— EXCERPT PROVIDED —
------------------------------------------------------------------------

State v. Ryfa

718 A.2d 717 (1998) 315 N.J. Super. 376

STATE of New Jersey, Plaintiff-Respondent
v.
Casimir V. RYFA, Defendant-Appellant.

Superior Court of New Jersey, Law Division, Essex County.

Argued February 27, 1998. Decided May 5, 1998.

*718 James E. Trabilsy, Woodbridge, for defendant-appellant (Wilentz, Goldman and Spitzer, attorneys).

Rutherford H. Livengood, Assistant Prosecutor, for plaintiff-respondent (Patricia Hurt, Essex County Prosecutor).

WEISSBARD, J.S.C.

Does a municipal court, upon a finding that an offense made returnable in that court actually took place in another town, have jurisdiction and authority to amend a motor vehicle complaint to recite the correct place of the offense and to transfer the case to the municipal court where jurisdiction properly lies? The issue does not appear to have been previously addressed by our courts but is raised precisely in this otherwise routine motor vehicle case.

Defendant, Casimir Ryfa has filed an interlocutory appeal from an order of the West Orange Municipal Court denying his motion to dismiss charges of driving while intoxicated and refusal to submit to a breathalyzer test, in violation of N.J.S.A. 39:4-50 and 50.2 respectively, and thereupon transferring his case to the East Orange Municipal Court and amending the summons to reflect East Orange as the locus of the incident.

Defendant seeks interlocutory review pursuant to R. 3:24(a). Given the significance of the issues, the court has granted leave to appeal.

------------------------------------------------------------------------

— DATA SEGMENT —
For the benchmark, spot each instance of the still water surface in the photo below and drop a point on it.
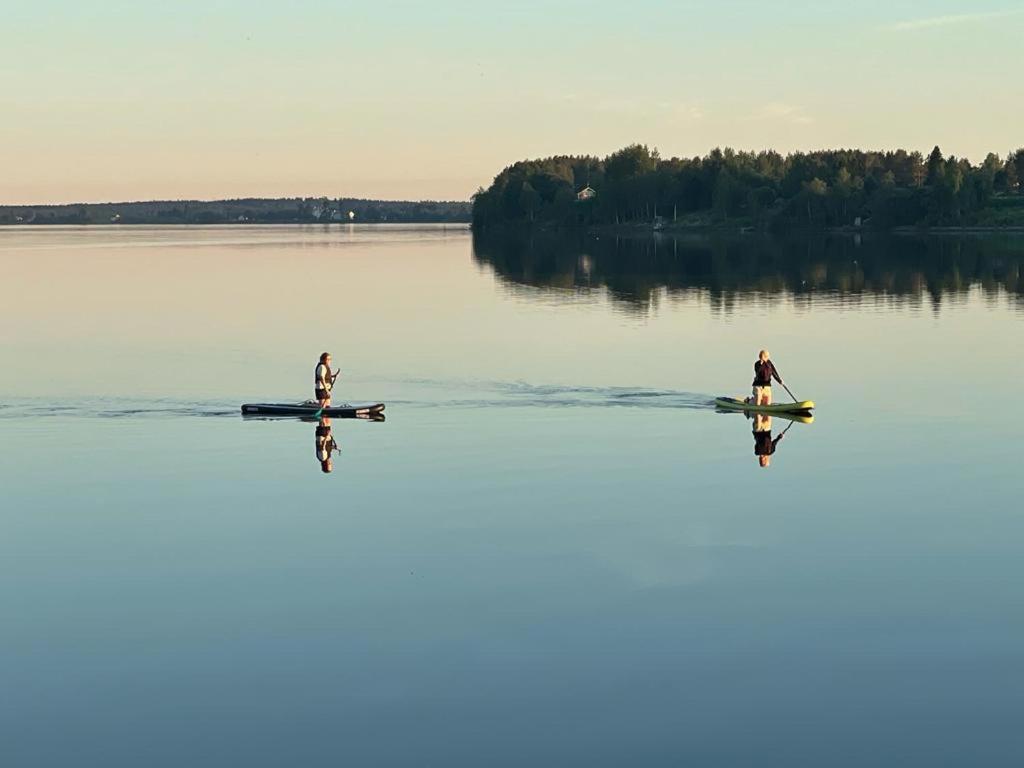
(553, 551)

------------------------------------------------------------------------

— TASKS TO CARRY OUT —
(a) Say whether each statement agrees with the State v. Ryfa opinion, answering yes or no and quoting the opinion's deciding words: (i) the appeal is from an order of the West Orange Municipal Court; (ii) the case was argued and decided on the same day; (iii) the court refused leave to appeal.
(b) Rewrite the passage of the State v. Ryfa opinion starting at "Does a municipal" and ending at "motor vehicle case.", putting "local court" in place of "municipal court".
(c) Carry on the State v. Ryfa court opinion from the point where it stops.

— RESPONSES FOR EACH TASK —
(a)
(i) Yes: "an interlocutory appeal from an order of the West Orange Municipal Court"
(ii) No: "Argued February 27, 1998. Decided May 5, 1998."
(iii) No: "the court has granted leave to appeal."

(b)
Does a local court, upon a finding that an offense made returnable in that court actually took place in another town, have jurisdiction and authority to amend a motor vehicle complaint to recite the correct place of the offense and to transfer the case to the local court where jurisdiction properly lies? The issue does not appear to have been previously addressed by our courts but is raised precisely in this otherwise routine motor vehicle case.

(c)
In the early morning hours of April 3, 1997 State Police Trooper Gacina saw defendant stopped in his vehicle on the shoulder of Route 280. As a result of his conversation with Mr. Ryfa, he issued defendant a summons for operating his vehicle on Route 280 while intoxicated. The summons designated the place of the offense as West Orange. A summons for refusal to submit to a breathalyzer test was also issued, with the place of that offense also indicated as West Orange.[1]

On July 9, a hearing took place in West Orange Municipal Court on defendant's motion to dismiss the DWI summons. Defense counsel indicated that he was prepared to prove, through the testimony of the tow truck operator who removed defendant's vehicle from the highway, that the stop had occurred in East Orange, rather than West Orange. Since the Trooper was unable to recall with any certainty the specific milepost on the highway at which he had issued the summons, the municipal prosecutor conceded that the offense had taken place in East Orange.[2] Consequently, defendant moved to dismiss the summons, arguing that such a dismissal was the only action the West Orange Municipal Court was empowered to take. However, the municipal judge rejected that contention and, recognizing that West Orange had no jurisdiction, ordered the summons amended to reflect East Orange as the locus of the offense and ordered the case transferred to East Orange. Accordingly, defendant's motion to dismiss was denied.

*719 To sustain the municipal court's action it is necessary to hold both that the court had power to amend the complaint and to subsequently transfer it to East Orange. Defendant argues that the court had power to do neither. This court, however, finds that the municipal judge acted properly in both respects. Indeed, to find otherwise would return our jurisprudence to a now discredited age in which procedural forms were exalted over substance.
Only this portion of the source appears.